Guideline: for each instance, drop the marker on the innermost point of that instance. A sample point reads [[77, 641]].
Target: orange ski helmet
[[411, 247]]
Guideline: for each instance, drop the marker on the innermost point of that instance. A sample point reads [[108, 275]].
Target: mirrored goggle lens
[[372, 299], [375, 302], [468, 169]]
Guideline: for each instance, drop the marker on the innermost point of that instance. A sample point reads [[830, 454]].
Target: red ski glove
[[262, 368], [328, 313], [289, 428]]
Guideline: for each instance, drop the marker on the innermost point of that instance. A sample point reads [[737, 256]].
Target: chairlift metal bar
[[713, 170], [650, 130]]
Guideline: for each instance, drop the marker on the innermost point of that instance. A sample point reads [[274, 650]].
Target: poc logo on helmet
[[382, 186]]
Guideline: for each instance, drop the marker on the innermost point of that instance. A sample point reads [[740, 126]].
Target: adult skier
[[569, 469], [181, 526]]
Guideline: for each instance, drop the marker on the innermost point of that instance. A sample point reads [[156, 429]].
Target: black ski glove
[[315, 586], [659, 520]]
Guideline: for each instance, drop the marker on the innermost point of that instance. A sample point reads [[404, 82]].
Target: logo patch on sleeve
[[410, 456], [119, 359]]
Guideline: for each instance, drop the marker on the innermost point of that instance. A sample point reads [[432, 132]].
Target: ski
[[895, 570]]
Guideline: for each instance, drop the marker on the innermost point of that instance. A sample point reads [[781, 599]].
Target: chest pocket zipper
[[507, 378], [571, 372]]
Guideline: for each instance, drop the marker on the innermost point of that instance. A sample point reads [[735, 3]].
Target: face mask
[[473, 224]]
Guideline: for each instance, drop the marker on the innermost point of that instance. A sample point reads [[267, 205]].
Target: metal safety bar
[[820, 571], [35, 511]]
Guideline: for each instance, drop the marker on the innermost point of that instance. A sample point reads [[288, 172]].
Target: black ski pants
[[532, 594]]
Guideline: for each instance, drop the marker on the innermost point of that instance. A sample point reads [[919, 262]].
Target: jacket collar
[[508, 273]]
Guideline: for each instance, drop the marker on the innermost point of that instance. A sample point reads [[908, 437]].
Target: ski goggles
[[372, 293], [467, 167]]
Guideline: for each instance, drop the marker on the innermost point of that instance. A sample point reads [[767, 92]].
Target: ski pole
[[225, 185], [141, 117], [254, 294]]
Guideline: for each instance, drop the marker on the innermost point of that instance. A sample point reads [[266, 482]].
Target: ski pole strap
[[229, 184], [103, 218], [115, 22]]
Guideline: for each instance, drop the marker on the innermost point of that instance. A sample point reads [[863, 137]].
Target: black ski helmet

Goal
Please return all of the items above verbatim, each line unchanged and in its original order.

Finished answer
Guideline: for each instance, drop the marker on the innermost point of that instance. A sample point reads [[77, 641]].
Target: orange ski helmet
[[411, 247]]
Guideline: for each instance, drop the marker on the innermost point of that instance. A sample point reads [[108, 275]].
Target: mirrored goggle lens
[[372, 299], [375, 302], [468, 169]]
Guideline: for each instance, drop the marker on the innermost point of that instance. A sample point reads [[830, 454]].
Target: red ski glove
[[262, 368], [328, 313], [289, 428]]
Guideline: for each instance, drop the marker on the innermost point of that instance. A sample point reads [[737, 256]].
Target: chairlift metal bar
[[713, 170], [650, 130]]
Guideline: for each instance, drop the marker on the innermost point of that instance. A sample point reads [[274, 650]].
Target: poc logo on helmet
[[382, 186]]
Guideline: for each instance, drop the marker on the innermost point of that instance. A sample point reads [[740, 126]].
Target: adult skier
[[569, 469], [181, 526]]
Guideline: for each instance, drop the marker on the innermost point of that instance. A sample point reads [[156, 429]].
Target: black ski glove
[[315, 586], [659, 520]]
Guideline: for each instance, drop the marker on the innermost point of that instance. A sample point reads [[404, 82]].
Target: logo patch on sleeve
[[410, 456], [119, 359]]
Guideline: for each instance, drop the marker on the innermost point of that instance. A sample point reads [[432, 132]].
Target: ski
[[895, 570]]
Guideline: for each instance, drop the marker on the innermost point of that instance. A sample point reads [[781, 599]].
Target: chest pocket zipper
[[507, 378], [571, 372]]
Guideline: for each instance, drop the marker on the innermost point of that instance. A sample point reads [[735, 3]].
Target: face mask
[[473, 224]]
Guideline: for each instance, drop the marker on the innermost point of that instance. A sample point reads [[267, 205]].
Target: metal safety bar
[[820, 571], [35, 511]]
Guideline: for each instance, drop the marker on the innermost point of that instance. A sample point reads [[288, 172]].
Target: black ski pants
[[532, 594]]
Guideline: for each instance, drop the marker on the innermost point of that instance. A sample point reads [[919, 262]].
Target: jacket collar
[[508, 273]]
Guideline: for each instance, drop the marker on the innermost point of that instance. A sample point reads [[908, 437]].
Target: ski goggles
[[372, 293], [467, 167]]
Guideline: for each instance, drop the marker on the innermost point of that instance. A sample point reads [[767, 92]].
Target: ski pole
[[225, 185], [141, 117], [254, 294]]
Guideline: for each instance, drop the marker on the innermost point of that instance. A sample point reads [[266, 482]].
Target: ski pole strap
[[229, 184], [103, 218], [115, 22]]
Guideline: for each instance, drop the marker on the innermost point of that instance. A sample point reads [[863, 137]].
Target: black ski helmet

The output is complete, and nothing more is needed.